§ Goal:
Extract each line of the data below that contains the string "with", matching case exactly.

§ Data records:
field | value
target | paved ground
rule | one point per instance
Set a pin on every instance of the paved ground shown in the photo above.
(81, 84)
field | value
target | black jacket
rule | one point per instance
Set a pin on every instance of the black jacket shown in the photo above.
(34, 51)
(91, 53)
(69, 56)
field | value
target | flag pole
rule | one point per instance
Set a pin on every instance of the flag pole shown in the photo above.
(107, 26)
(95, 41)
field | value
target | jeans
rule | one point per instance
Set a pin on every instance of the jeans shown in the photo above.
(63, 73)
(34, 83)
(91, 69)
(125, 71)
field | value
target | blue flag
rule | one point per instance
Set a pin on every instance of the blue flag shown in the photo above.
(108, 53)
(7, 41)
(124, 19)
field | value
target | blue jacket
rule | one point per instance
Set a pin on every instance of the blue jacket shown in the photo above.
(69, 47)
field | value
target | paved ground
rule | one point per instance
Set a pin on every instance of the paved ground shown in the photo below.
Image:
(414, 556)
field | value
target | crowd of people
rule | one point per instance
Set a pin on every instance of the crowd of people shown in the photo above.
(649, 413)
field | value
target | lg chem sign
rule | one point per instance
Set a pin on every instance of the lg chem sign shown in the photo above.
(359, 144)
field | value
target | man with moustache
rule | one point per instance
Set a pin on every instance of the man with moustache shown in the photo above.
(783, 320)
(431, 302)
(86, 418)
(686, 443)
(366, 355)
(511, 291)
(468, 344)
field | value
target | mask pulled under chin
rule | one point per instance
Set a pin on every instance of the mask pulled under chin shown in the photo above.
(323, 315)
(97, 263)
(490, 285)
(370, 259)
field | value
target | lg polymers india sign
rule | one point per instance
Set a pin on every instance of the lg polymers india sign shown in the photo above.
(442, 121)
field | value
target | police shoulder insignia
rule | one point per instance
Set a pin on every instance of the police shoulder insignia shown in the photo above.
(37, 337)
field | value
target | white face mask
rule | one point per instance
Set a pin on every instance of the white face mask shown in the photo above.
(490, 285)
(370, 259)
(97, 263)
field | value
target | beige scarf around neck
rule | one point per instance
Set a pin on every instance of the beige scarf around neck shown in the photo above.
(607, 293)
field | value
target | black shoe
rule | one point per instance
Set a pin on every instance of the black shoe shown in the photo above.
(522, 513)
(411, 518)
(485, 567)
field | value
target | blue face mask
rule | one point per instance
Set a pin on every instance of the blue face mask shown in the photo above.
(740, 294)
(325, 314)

§ Response for this exercise:
target | man with moustache
Set a pin on every instance of the man with moustache shown in the photo above.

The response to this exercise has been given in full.